=== Saved entries ===
╔══

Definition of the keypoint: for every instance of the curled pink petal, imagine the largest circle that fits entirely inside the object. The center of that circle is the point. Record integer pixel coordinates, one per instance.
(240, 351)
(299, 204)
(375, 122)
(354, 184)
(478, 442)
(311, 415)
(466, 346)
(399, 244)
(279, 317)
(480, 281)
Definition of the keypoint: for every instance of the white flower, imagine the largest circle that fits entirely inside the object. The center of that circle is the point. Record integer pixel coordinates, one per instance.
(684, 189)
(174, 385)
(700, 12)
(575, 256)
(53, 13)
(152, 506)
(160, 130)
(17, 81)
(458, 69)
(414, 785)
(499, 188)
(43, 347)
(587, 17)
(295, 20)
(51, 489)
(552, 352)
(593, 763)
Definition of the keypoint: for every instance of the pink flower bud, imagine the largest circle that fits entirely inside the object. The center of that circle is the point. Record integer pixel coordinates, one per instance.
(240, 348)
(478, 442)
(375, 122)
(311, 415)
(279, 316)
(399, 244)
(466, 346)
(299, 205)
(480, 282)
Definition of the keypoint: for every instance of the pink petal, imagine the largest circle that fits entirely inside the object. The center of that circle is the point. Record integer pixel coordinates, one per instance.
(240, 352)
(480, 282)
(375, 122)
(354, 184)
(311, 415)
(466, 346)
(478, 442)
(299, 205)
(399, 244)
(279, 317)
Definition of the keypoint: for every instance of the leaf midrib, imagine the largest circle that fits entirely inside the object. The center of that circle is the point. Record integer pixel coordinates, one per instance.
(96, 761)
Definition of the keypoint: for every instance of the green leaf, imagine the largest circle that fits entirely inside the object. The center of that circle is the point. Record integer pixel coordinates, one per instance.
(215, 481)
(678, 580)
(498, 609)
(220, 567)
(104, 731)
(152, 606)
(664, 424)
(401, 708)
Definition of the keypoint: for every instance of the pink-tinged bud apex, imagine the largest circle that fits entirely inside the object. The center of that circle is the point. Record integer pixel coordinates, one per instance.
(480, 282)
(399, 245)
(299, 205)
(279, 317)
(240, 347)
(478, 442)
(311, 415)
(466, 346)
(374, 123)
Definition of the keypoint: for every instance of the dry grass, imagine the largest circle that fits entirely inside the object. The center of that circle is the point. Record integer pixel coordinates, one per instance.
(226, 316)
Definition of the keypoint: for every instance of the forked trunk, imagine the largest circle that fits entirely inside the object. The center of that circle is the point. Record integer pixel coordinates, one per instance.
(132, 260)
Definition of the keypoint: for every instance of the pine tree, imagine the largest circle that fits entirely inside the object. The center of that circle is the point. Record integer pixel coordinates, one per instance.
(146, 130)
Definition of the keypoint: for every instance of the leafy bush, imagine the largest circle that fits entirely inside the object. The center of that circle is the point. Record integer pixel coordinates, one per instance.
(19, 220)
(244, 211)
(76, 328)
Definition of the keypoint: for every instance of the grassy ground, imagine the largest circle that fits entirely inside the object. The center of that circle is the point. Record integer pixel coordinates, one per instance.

╚══

=== Requirement ===
Only the lines from the one containing "Definition of the keypoint: for every instance of the pine" through the last line of the records are to be set down, exactly as they appear.

=== Solution to this task ===
Definition of the keypoint: for every instance of the pine tree, imagine the largest circle that fits entirely inside the object. The center of that circle is the point. Record integer pixel coordinates, one per instance.
(146, 130)
Definition of the keypoint: for every instance of the leafy bush, imagine the largest circle that fits entirely inside the object. The center of that circle is the point. Record integer pixel coordinates, one per instance.
(19, 220)
(244, 211)
(76, 328)
Definition of the keypoint: for every instance of the grassy ground, imagine the largest circle that fits entirely inside the object. The center of that circle is the point. Record integer pixel coordinates, one per instance.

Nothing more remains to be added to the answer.